**给定文本:**
..........
塔河南部一间房组构造裂缝有效性分析
冯振伟 梁积伟 章佩锋 惠峰 宗浩 常小斌 李汉林 姜柳青 宇振昆 郑萌
摘 要:在裂縫网络系统中,天然裂缝的开启与闭合、人工诱导缝的产生、压裂缝的形成等都受到现今应力场的影响。为对塔河地区南部定向井的施工提供科学依据,通过岩芯观察和全井壁微电阻率成像测井对塔河南部裂缝发育特征进行研究,利用钻井诱导缝方位、偶极声波测井及井壁崩落法对塔河地区南部现今地应力方向进行探讨。结果表明:塔河地区南部裂缝以高角度构造裂缝为主体,与非构造裂缝共同构成了错综复杂的裂缝网络系统;
现今应力场最大水平主应力方位为NE-SW向,优势方位为50°~55°。在现今地应力的影响下,当天然裂缝与现今应力场最大水平主应力方向一致时,裂缝开度增大,呈开启状态,有效性变好。定向井尽可能地贯穿有效裂缝,钻井优选方位为NW-SE向,研究结果可为塔河南部定向钻井提供可靠的地质依据。
关键词:现今地应力;
构造裂缝;
裂缝有效性;
诱导缝方位;
塔河地区
中图分类号:TE 122
文献标志码:A
文章编号:1672-9315(2022)05-0950-10
DOI:10.13800/j.cnki.xakjdxxb.2022.0514开放科学(资源服务)标识码(OSID):
Analysis of structural fracture effectiveness of Yijianfang Formation in the southern of Tahe area
FENG Zhenwei,LIANG Jiwei,ZHANG Peifeng,HUI Feng,ZONG Hao,CHANG Xiaobin,LI Hanlin,JIANG Liuqing,YU Zhenkun,ZHENG Meng
(1.School of Earth Sciences and Resources,Chang’an University,Xi’an 710054,China;
2.No.4 Oil Production Plant,Changqing Oilfield Company,Yulin 718500,China)
..........
**收集材料:**
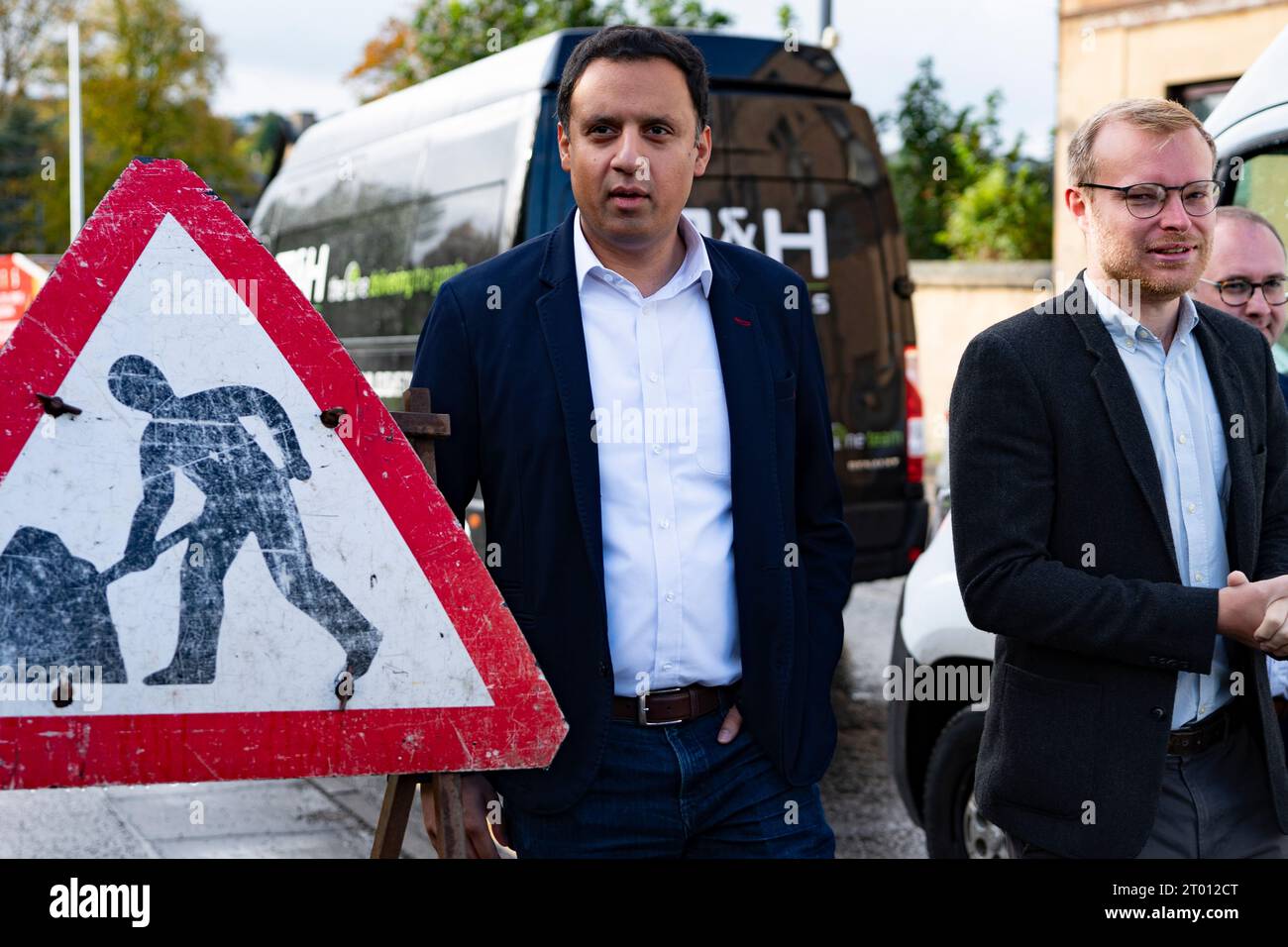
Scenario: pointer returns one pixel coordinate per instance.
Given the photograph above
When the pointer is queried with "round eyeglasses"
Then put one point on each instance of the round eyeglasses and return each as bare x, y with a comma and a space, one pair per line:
..........
**练习要求:**
(a) 依据塔河裂缝一文,说明天然裂缝在什么条件下有效性变好,并写出文中给出的原因,限一到三句话。
(b) 就塔河裂缝一文回答下列问题,每题一行作答:
(i) 塔河地区南部裂缝以哪类裂缝为主体?
(ii) 现今应力场最大水平主应力的优势方位是多少?
(iii) 这篇文章的中图分类号是什么?
(c) 从塔河裂缝一文停下的地方接着往下写。
完成练习用不到上面的材料。

**参考答案:**
(a) 当天然裂缝与现今应力场最大水平主应力方向一致时,裂缝的有效性变好。原因是此时裂缝开度增大,裂缝处于开启状态。

(b)
(i) 以高角度构造裂缝为主体。
(ii) 50°~55°。
(iii) TE 122。

(c)
Abstract:In the fracture network system,the opening and closing of natural fractures,the generation of artificially induced fractures and the formation of compressive fractures are affected by the current stress field.In order to provide scientific basis for the construction of directional wells in the southern of Tahe area,the fracture development characteristics in the southern of Tahe area are examined through core observation and Formation MicroScanner Image.The current in-situ stress direction of the study area is discussed by using drilling induced fracture orientation,Dipole Shear Sonic Imager and borehole wall caving method.The results show that the fractures in the southern of Tahe area are dominated by high-angle structural fractures,which constitutes an intricate fracture network system together with non-structural fractures.The maximum horizontal principal stress orientation of the present stress field is NE-SW direction,and the optimal orientation is 50°~55°.Under the influence of the present in-situ stress,when the direction of the natural fracture and the maximum horizontal principal stress of the present stress field are the same,the opening of the natural fracture increases,and the fracture is in the open state,and the effectiveness becomes stronger.The construction of directional wells should penetrate effective fractures as much as possible,that is,the preferred drilling orientation is NW-SE.The research results can provide a reliable geological basis for directional drilling in the southern of Tahe area.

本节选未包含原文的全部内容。